**PROBLEM REQUIREMENTS**: Read the data and repeat all of it exactly.

━━ LISTED ENTRIES

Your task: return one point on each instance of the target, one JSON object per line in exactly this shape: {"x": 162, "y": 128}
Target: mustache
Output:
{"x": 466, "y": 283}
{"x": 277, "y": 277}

━━━━

**TASK OUTPUT**:
Your task: return one point on each instance of the target, one JSON object per line in exactly this shape: {"x": 162, "y": 128}
Target: mustache
Output:
{"x": 466, "y": 283}
{"x": 277, "y": 277}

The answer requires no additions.